RECORDS SUPPLIED.
^^^^^^^^^^^^^^^^

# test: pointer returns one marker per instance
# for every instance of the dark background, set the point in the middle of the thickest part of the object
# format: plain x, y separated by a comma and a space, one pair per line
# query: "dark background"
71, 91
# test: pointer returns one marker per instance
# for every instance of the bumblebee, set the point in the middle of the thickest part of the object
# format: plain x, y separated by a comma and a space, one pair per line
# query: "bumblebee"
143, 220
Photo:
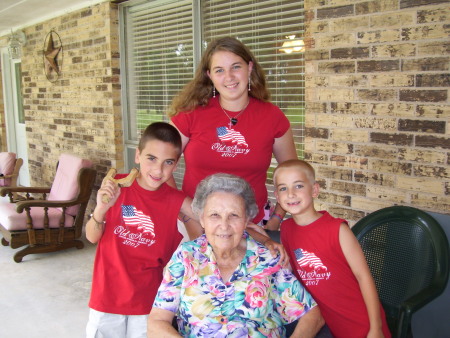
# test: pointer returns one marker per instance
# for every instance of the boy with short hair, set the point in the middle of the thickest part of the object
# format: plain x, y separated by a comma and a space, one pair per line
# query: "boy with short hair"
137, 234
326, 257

^^^^^^^^^^^^^^^^

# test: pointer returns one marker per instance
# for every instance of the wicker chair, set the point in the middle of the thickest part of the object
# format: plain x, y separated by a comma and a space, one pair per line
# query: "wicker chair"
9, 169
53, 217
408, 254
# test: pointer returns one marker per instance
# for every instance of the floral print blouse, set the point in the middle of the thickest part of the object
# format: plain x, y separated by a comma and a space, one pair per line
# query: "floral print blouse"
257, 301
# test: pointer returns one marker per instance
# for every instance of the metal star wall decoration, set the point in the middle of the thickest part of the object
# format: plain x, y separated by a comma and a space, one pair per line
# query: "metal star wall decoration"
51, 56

^^^^^^^^^^^^^^^^

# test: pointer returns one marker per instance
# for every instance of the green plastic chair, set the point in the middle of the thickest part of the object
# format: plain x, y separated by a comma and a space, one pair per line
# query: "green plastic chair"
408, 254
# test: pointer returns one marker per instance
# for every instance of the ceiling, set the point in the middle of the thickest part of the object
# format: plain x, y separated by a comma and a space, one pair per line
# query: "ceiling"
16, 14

^^^^^^^^^^^^^^^^

TASK TO COMPLETE. Select every line of the records that contains the string "green" and copy each one. Matching is case-sensitive.

THE ANSWER.
# for every instance of the green plastic chair, set the point in the middle of the thickest part of the object
# query: "green plastic chair"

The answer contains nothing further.